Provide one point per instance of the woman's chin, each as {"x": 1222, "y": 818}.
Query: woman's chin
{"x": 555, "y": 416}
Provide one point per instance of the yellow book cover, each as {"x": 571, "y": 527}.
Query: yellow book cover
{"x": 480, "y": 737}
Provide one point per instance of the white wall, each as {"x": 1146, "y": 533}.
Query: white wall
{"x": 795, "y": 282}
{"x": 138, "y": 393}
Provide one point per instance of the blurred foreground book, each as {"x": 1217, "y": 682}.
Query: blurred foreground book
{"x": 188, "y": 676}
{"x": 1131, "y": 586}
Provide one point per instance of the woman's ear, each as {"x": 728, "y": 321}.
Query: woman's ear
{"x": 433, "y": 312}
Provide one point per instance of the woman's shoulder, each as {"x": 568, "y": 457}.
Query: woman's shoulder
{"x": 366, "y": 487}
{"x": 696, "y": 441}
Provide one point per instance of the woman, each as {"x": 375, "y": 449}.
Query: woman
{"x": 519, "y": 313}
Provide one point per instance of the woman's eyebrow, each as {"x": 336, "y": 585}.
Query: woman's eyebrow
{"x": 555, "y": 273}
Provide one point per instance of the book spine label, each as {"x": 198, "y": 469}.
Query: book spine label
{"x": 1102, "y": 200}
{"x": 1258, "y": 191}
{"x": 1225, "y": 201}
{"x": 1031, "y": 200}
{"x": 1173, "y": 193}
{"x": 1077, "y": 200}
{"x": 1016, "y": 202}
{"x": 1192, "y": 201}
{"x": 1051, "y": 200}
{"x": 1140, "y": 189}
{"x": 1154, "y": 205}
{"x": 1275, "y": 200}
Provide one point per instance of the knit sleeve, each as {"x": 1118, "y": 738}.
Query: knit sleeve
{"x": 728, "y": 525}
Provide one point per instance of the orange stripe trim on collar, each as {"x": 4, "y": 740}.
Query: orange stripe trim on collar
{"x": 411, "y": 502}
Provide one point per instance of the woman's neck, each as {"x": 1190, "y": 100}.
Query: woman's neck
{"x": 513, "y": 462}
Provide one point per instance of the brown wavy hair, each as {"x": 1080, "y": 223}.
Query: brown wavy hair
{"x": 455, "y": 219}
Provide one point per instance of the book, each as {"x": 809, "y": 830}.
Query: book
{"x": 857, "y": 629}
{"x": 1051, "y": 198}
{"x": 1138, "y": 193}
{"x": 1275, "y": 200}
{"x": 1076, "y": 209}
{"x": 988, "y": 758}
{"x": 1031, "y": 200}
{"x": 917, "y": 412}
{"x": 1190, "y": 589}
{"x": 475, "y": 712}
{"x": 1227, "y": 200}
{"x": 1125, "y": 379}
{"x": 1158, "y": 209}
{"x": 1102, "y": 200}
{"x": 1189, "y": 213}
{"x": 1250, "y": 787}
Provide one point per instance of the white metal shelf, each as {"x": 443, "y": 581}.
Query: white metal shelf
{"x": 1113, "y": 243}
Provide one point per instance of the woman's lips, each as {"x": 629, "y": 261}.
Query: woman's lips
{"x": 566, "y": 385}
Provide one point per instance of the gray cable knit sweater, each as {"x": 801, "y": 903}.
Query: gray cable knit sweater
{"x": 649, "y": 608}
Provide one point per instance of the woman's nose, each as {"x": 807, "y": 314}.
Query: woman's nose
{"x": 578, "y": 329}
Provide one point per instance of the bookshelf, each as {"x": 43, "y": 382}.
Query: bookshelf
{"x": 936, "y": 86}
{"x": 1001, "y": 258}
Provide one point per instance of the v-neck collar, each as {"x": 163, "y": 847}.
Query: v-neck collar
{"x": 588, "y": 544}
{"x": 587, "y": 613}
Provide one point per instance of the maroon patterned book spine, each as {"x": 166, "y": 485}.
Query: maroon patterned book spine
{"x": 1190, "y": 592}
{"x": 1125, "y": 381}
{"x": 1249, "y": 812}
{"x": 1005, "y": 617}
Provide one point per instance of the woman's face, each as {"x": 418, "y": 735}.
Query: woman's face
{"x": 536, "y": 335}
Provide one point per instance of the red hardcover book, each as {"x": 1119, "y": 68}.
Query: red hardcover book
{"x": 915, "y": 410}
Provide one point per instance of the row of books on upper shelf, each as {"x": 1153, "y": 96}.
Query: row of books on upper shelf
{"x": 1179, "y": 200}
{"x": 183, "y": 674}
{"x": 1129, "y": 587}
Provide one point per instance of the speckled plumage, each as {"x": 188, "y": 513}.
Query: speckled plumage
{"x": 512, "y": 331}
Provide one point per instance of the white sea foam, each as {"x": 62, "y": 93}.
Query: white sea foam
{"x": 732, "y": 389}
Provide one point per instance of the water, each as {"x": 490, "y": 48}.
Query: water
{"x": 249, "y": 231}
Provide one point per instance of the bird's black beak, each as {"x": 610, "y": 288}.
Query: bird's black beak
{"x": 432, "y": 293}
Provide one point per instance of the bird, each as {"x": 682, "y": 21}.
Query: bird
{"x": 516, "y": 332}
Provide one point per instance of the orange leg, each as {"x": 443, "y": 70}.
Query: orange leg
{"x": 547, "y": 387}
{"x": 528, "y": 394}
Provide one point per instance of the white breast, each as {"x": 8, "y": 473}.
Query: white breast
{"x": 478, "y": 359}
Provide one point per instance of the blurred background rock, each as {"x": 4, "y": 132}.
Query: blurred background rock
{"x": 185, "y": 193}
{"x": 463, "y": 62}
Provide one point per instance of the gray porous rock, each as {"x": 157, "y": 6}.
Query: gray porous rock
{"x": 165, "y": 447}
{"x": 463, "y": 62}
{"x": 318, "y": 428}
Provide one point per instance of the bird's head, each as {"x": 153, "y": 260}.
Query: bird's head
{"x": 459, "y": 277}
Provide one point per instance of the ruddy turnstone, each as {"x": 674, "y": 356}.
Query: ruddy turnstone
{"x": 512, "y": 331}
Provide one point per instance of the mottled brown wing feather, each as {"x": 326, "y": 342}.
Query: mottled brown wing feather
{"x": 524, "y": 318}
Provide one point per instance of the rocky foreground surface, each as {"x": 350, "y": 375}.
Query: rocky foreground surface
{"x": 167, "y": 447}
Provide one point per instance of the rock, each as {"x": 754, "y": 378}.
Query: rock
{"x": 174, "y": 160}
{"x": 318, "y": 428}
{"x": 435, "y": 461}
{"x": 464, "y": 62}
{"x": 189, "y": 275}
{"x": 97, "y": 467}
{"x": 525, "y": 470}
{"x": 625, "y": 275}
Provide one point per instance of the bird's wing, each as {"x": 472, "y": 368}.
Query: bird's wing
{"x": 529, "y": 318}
——
» Problem requirements
Reproduce all of the records precisely. No word may differ.

» The answer
Provide one point per instance of the woman's chin, each as {"x": 1222, "y": 818}.
Query: woman's chin
{"x": 555, "y": 416}
Provide one point per instance of the yellow book cover, each as {"x": 571, "y": 527}.
Query: yellow book cover
{"x": 480, "y": 737}
Provide one point per instance of the white wall, each as {"x": 1146, "y": 533}.
Query: white wall
{"x": 795, "y": 282}
{"x": 138, "y": 393}
Provide one point per instance of the blurred foreground book, each as {"x": 1217, "y": 682}.
Query: blurred foreground book
{"x": 188, "y": 676}
{"x": 1131, "y": 586}
Provide one point per instance of the woman's ear, each as {"x": 728, "y": 321}.
Query: woman's ear
{"x": 433, "y": 312}
Provide one point per instance of the woman's shoulder, each as {"x": 568, "y": 457}.
Query: woman's shoulder
{"x": 366, "y": 487}
{"x": 696, "y": 441}
Provide one point per instance of the woman, each as {"x": 375, "y": 449}.
Query: woman
{"x": 519, "y": 313}
Provide one point per instance of the woman's eyebrow, each as {"x": 336, "y": 585}.
Query: woman's eyebrow
{"x": 555, "y": 273}
Provide one point per instance of the book spine label, each as {"x": 198, "y": 469}.
Query: book spine label
{"x": 1102, "y": 200}
{"x": 1258, "y": 191}
{"x": 1225, "y": 201}
{"x": 1031, "y": 200}
{"x": 1173, "y": 193}
{"x": 1077, "y": 200}
{"x": 1016, "y": 202}
{"x": 1192, "y": 201}
{"x": 1051, "y": 200}
{"x": 1140, "y": 189}
{"x": 1154, "y": 205}
{"x": 1275, "y": 200}
Provide one point per instance of the knit sleeve, each as {"x": 1118, "y": 738}.
Query: knit sleeve
{"x": 728, "y": 525}
Provide one point per instance of the orange stripe trim on collar, each as {"x": 4, "y": 740}.
Query: orange stripe trim on collar
{"x": 411, "y": 502}
Provide one point per instance of the woman's neck, each as {"x": 1190, "y": 100}.
Query: woman's neck
{"x": 513, "y": 462}
Provide one point per instance of the brown wavy hair, each as {"x": 1080, "y": 223}.
Query: brown wavy hair
{"x": 455, "y": 219}
Provide one point per instance of the book, each as {"x": 809, "y": 830}.
Query: book
{"x": 857, "y": 629}
{"x": 1051, "y": 198}
{"x": 1138, "y": 193}
{"x": 1275, "y": 200}
{"x": 1076, "y": 209}
{"x": 988, "y": 758}
{"x": 1031, "y": 200}
{"x": 917, "y": 412}
{"x": 1190, "y": 589}
{"x": 475, "y": 712}
{"x": 1227, "y": 200}
{"x": 1125, "y": 379}
{"x": 1158, "y": 209}
{"x": 1102, "y": 200}
{"x": 1189, "y": 213}
{"x": 1250, "y": 787}
Provide one point per instance of the white metal shelf, each as {"x": 443, "y": 581}.
Query: white metal shelf
{"x": 1113, "y": 243}
Provide one point per instance of the woman's lips, each as {"x": 629, "y": 261}.
Query: woman's lips
{"x": 566, "y": 385}
Provide one point per instance of the gray cable knit sweater, each as {"x": 801, "y": 903}.
Query: gray cable knit sweater
{"x": 649, "y": 608}
Provide one point per instance of the woman's nose, each as {"x": 807, "y": 314}.
Query: woman's nose
{"x": 578, "y": 329}
Provide one point per instance of the bookshelf, each as {"x": 43, "y": 382}.
Query: bookshelf
{"x": 936, "y": 86}
{"x": 1001, "y": 258}
Provide one point per instance of the v-neck collar, each as {"x": 163, "y": 847}.
Query: v-neck collar
{"x": 588, "y": 544}
{"x": 587, "y": 613}
Provide one point per instance of the maroon patterned book spine, each as {"x": 166, "y": 485}.
Query: maroon patterned book spine
{"x": 1190, "y": 592}
{"x": 1125, "y": 381}
{"x": 1249, "y": 812}
{"x": 1005, "y": 617}
Provide one point per instance of the woman's face, each as {"x": 418, "y": 735}.
Query: woman's face
{"x": 536, "y": 335}
Provide one point per instance of the red hardcover book, each as {"x": 1119, "y": 68}.
Query: red hardcover book
{"x": 915, "y": 410}
Provide one point per instance of the row of books on upper shelf, each as {"x": 1153, "y": 96}.
Query: row of books on upper shelf
{"x": 1179, "y": 200}
{"x": 183, "y": 674}
{"x": 1129, "y": 587}
Provide one point per instance of the speckled plumage, each as {"x": 188, "y": 513}.
Query: speckled plumage
{"x": 512, "y": 331}
Provide one point per instance of the white sea foam, each as {"x": 62, "y": 93}.
Query: white sea foam
{"x": 732, "y": 389}
Provide one point per instance of the water, each as {"x": 490, "y": 48}.
Query: water
{"x": 249, "y": 231}
Provide one point per instance of the bird's black beak, each as {"x": 610, "y": 288}.
Query: bird's black beak
{"x": 432, "y": 293}
Provide one point per instance of the bird, each as {"x": 682, "y": 21}.
Query: bird
{"x": 516, "y": 332}
Provide one point per instance of the orange leg, each as {"x": 443, "y": 70}.
Query: orange leg
{"x": 547, "y": 387}
{"x": 528, "y": 394}
Provide one point per instance of the white breast, each as {"x": 8, "y": 473}.
Query: white breast
{"x": 478, "y": 359}
Provide one point per instance of the blurred background rock, each as {"x": 4, "y": 132}.
Query: blurred background rock
{"x": 185, "y": 193}
{"x": 463, "y": 62}
Provide one point per instance of the gray porous rock, each as {"x": 157, "y": 6}.
Query: gray porous rock
{"x": 165, "y": 447}
{"x": 463, "y": 62}
{"x": 318, "y": 428}
Provide one point per instance of the bird's head, each as {"x": 153, "y": 260}.
Query: bird's head
{"x": 459, "y": 277}
Provide one point per instance of the ruddy turnstone, each as {"x": 674, "y": 356}.
Query: ruddy turnstone
{"x": 512, "y": 331}
Provide one point per instance of the mottled brown wing feather, each as {"x": 326, "y": 342}.
Query: mottled brown wing feather
{"x": 524, "y": 318}
Provide one point per instance of the rocky foreground surface, each as {"x": 350, "y": 375}.
Query: rocky foreground surface
{"x": 167, "y": 447}
Provide one point per instance of the rock, each as {"x": 754, "y": 378}.
Query: rock
{"x": 174, "y": 160}
{"x": 318, "y": 428}
{"x": 435, "y": 461}
{"x": 464, "y": 62}
{"x": 189, "y": 275}
{"x": 97, "y": 467}
{"x": 525, "y": 470}
{"x": 625, "y": 275}
Provide one point per instance of the bird's wing, each as {"x": 472, "y": 368}.
Query: bird's wing
{"x": 529, "y": 318}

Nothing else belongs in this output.